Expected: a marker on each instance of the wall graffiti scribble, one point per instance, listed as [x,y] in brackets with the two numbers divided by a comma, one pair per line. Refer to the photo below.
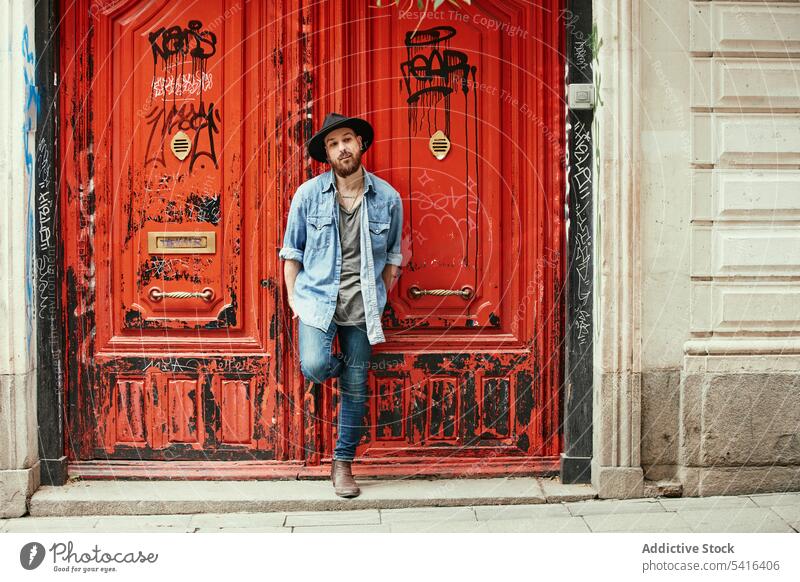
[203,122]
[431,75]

- - - - - - -

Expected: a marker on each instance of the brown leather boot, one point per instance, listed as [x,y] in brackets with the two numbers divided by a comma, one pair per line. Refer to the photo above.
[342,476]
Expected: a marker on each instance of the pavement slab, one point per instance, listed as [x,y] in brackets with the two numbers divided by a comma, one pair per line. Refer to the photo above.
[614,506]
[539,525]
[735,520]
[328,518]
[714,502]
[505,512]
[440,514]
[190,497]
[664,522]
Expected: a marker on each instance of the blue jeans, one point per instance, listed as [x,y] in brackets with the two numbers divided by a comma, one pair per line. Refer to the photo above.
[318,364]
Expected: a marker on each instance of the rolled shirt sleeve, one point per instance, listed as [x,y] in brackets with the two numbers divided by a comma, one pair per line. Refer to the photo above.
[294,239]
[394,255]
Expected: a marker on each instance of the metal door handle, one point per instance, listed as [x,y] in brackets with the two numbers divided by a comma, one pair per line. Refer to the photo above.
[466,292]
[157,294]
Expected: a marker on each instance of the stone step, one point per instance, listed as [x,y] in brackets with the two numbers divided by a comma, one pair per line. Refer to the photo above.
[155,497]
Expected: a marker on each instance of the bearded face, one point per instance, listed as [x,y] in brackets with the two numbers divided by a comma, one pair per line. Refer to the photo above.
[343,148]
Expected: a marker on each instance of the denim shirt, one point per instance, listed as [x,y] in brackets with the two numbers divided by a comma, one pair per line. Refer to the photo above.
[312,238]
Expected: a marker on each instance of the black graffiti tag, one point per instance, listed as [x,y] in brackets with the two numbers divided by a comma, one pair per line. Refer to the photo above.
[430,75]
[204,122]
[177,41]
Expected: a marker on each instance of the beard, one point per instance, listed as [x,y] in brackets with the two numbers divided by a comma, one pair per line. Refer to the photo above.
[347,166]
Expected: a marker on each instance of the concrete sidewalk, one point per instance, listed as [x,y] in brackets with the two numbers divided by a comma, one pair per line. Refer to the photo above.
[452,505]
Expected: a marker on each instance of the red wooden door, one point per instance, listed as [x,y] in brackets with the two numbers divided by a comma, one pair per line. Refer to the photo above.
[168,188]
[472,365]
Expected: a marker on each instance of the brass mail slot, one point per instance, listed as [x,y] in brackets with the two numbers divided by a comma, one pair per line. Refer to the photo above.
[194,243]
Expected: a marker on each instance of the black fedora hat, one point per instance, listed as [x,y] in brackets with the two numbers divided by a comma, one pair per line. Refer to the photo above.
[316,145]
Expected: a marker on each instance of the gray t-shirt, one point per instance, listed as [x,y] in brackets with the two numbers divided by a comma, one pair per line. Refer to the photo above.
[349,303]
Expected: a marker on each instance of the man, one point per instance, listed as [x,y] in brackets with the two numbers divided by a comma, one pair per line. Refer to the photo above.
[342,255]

- - - - - - -

Copy out, in full, each line of the records that contains the word "door".

▶ _RESULT FOR THIS EXERCISE_:
Expected: a marker on each instance of the metal door handle, one point per instance, listed as [x,y] in brackets with the two numbers divided by a comma, one pair per line. Refer to the photo above.
Expected: a marker on each instance of the red wooden door, one point per instance, listed as [x,y] in brackets with the two numbers divided by a comma, one pair per line. Refer to the photo above.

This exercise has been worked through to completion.